PROVIDED PASSAGE:
# GrassWorks Weed Wiper



## rglove (Mar 4, 2009)

Has anyone used a weed wiper on pasture or hay ground? Opinions?


----------



## Mike120 (May 4, 2009)

I've got one that I made. It works fine but it's only 10' wide. I use it for taking out patches of Johnson Grass.


----------



## DKFarms (Aug 11, 2008)

Is the wiper you made front or rear mounted? I've wanted to make or buy one for a long time now but I was worried about driving Roundup-soaked tires through the stuff I'm trying to save. It happens with the 4-wheeler but it has to be worse with the tractor.


----------



## Mike120 (May 4, 2009)

DKFarms said:


> Is the wiper you made front or rear mounted? I've wanted to make or buy one for a long time now but I was worried about driving Roundup-soaked tires through the stuff I'm trying to save. It happens with the 4-wheeler but it has to be worse with the tractor.


It's front mounted. Mine has wicks so it doesn't use a lot of Roundup and I haven't had problems with tracking. With a rear mount the weeds get bent over by the tires and then you have tracks of untouched weeds. It would be very easy for me to extend the boom and have the two 5" wipers outside of the tires, it just hasn't been an issue.

I'm cutting a field this afternoon. In a couple of weeks, I'll run through it with the wiper to catch the johnson grass. It grows faster than the Tifton.


----------



## hay wilson in TX (Jan 28, 2009)

Works for me in CenTex.

With johnsongrass it really gets the root johnsongrass but passes right over the seedling johnsongrass.

I like to wipe before the first cutting to get the plants that will go to seed soon. Then wipe again in the fall a few weeks before any frost.


----------



## nccowboy (Jun 22, 2010)

Excerpts from point annotation data:
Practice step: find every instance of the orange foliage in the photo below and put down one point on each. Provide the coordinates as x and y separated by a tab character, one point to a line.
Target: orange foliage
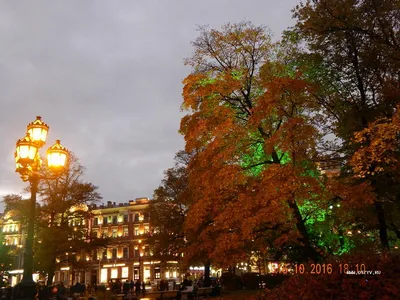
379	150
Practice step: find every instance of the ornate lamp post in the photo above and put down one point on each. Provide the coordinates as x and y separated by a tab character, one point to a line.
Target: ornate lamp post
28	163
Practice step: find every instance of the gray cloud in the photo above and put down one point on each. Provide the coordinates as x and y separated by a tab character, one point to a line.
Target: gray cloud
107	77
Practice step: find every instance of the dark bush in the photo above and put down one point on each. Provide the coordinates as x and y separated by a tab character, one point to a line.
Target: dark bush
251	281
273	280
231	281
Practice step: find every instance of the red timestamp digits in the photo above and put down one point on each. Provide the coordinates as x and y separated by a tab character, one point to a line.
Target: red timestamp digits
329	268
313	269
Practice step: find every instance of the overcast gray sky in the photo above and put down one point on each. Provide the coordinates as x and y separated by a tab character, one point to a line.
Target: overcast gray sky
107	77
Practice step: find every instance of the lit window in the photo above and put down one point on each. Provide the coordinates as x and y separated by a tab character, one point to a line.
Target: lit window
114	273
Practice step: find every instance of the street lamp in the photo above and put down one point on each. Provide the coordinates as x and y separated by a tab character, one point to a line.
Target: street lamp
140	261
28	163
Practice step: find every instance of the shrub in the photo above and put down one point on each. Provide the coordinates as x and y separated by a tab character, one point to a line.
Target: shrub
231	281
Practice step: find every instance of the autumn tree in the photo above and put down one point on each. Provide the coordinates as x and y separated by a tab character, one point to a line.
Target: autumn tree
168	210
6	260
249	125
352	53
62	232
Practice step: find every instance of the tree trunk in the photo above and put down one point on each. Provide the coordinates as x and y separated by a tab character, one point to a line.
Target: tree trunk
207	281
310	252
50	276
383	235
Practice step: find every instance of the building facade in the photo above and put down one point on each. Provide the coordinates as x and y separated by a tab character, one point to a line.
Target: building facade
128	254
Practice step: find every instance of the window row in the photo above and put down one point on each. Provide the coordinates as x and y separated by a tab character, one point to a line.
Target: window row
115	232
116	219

INSTRUCTIONS:
(A) Copy every line of the listing from the line containing "Practice step: find every instance of the window" through the end of the listing, offsetting each coordinate value by -57.
(B) Resume the forum thread on weed wipers from the point where it stops.

RESPONSES TO THE TASKS:
(A)
Practice step: find every instance of the window row in the photo above and put down one point on each. Provide the coordinates as x and y separated by a tab character, one point to a line.
Target: window row
58	175
59	162

(B)
rglove said:


> Has anyone used a weed wiper on pasture or hay ground? Opinions?


I built a homemade wick, I used some generic Roundup. My wick was 12 ft long. I took some pics before and after the wicking. It was a test, but I was tickled to death at the results. I killed 40+ acres of Johnson grass in about 10 days. Within 30 days, it was dead and laying and rotting on the ground. If you care here is a link to my personal pics. JohnsonGrass Photos


----------



## Vol (Jul 5, 2009)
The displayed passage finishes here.